→ **Texte à lire**:
==================================================
Si on passe en revue les presque quatre ans de la présidence Trump et que cet examen montre que ce président est véritablement déchaîné, dans le sens anglais du terme « unhinged », plus on se rapproche du 3 novembre, date de l’élection présidentielle américaine, et plus on est en droit de s’inquiéter du risque de guerre civile aux États-Unis.

Ce n’est pas de la dramaturgie. C’est plutôt le résultat du refus des élus du Parti républicain de restreindre leur président, à quelques projets de loi près quand leur autorité était mise en cause, notamment dans le domaine des affaires étrangères et de défense. Mais c’est surtout le résultat de signes dangereux émanant de la présidence, notamment, si paradoxal que cela puisse paraître, depuis les élections législatives ayant donné la majorité aux démocrates à la Chambre des représentants. Bien qu’on en soit arrivé à ne plus réagir aux mensonges présidentiels – plus de 20 000 –, certains représentent des signes avant-coureurs de mesures dictatoriales. L’exploitation de la justice à des fins politiques a atteint un degré qui fera du Procureur général des États-Unis, Bill Barr, l’un des hommes les plus dangereux dans l’histoire des administrations américaines. Ce dernier n’a pas hésité à justifier le recours éventuel aux forces armées sous prétexte que les manifestants près de l’église où Trump voulait avoir une « photo-op » étaient violents et comptaient des terroristes gauchistes. Aucune image n’en a révélé la moindre ombre.

Si les gestes faits par Donald Trump étaient seulement risibles, on pourrait les ignorer. Le drame, c’est qu’on s’est habitués à ses excès.

Mais c’est impardonnable de considérer l’exceptionnel comme ordinaire. C’est comme cela qu’on laisse se détruire une démocratie et que l’on passe à l’illibéralisme à l’européenne de l’Est, et pire encore.

Comme le dit le proverbe espagnol, « muchos pocos hacen un mucho ». Les délitements s’accumulent. Nous en sommes là, dans la présidence américaine, dès lors que le fameux équilibre des pouvoirs entre le Congrès, la Cour suprême et la présidence ne joue plus. Le jour où Trump a dénoncé le vote par courrier comme étant l’objet de tricheries majeures, sans qu’aucun sénateur républicain, hormis Mitt Romney, ne réagisse, pourrait être le premier jour de l’effondrement de la démocratie américaine. Certes, les républicains sont passés maîtres dans l’art de mettre des bâtons dans les roues des électeurs les plus démunis, les sans-logis, les sans-papiers même sans être illégaux et dans l’atermoiement des modernisations des systèmes de votation comme en Floride. Les deux partis, républicain et démocrate, sont tous deux coupables du fameux « gerrymandering » que l’on peut simplifier par trafiquage des cartes électorales.

Mais l’attaque systématique de Trump contre le vote par courrier représente une phase distincte dont le pendant est ce que le général Mattis a dénoncé récemment : l’effort délibéré de Trump de renforcer les divisions dans le pays.
==================================================
→ **Votre consigne**: Transcrivez à l'identique le passage du texte sur la présidence Trump allant de « Mais l’attaque systématique » jusqu'à « dans le pays. ». Les lignes présentées ci-après n'ont aucun rapport avec le texte sur la présidence Trump.

→ **Entrées de données stockées**:
==================================================
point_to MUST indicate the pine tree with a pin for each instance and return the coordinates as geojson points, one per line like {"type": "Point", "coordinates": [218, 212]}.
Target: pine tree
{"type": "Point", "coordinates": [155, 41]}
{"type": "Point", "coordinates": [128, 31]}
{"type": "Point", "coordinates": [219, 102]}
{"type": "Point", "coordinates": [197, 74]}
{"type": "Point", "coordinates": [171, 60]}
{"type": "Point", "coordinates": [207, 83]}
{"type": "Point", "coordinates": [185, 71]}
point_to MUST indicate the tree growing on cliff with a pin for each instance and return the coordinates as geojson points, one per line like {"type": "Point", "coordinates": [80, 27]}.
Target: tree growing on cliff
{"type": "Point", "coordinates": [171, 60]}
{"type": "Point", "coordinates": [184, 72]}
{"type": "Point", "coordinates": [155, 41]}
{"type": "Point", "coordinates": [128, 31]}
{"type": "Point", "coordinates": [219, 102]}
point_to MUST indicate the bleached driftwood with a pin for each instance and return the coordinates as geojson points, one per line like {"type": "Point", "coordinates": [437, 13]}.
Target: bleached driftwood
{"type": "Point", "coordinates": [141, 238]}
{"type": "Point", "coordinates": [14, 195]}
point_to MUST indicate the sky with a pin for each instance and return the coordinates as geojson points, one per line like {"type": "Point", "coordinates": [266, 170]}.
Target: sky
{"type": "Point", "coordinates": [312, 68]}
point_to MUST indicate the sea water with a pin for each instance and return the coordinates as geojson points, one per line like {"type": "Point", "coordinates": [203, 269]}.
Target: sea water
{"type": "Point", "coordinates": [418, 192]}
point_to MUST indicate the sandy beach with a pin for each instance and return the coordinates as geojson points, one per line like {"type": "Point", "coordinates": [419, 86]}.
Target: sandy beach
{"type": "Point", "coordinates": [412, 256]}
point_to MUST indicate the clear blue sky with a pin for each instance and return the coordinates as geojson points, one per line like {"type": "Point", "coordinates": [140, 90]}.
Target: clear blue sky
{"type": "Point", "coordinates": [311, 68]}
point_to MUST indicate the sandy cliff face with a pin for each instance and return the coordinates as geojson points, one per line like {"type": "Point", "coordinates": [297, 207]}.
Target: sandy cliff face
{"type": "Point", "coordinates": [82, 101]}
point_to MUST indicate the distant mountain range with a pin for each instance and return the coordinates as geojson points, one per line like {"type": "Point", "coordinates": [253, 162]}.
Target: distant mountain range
==================================================
→ **Réponse rédigée**:
Mais l’attaque systématique de Trump contre le vote par courrier représente une phase distincte dont le pendant est ce que le général Mattis a dénoncé récemment : l’effort délibéré de Trump de renforcer les divisions dans le pays.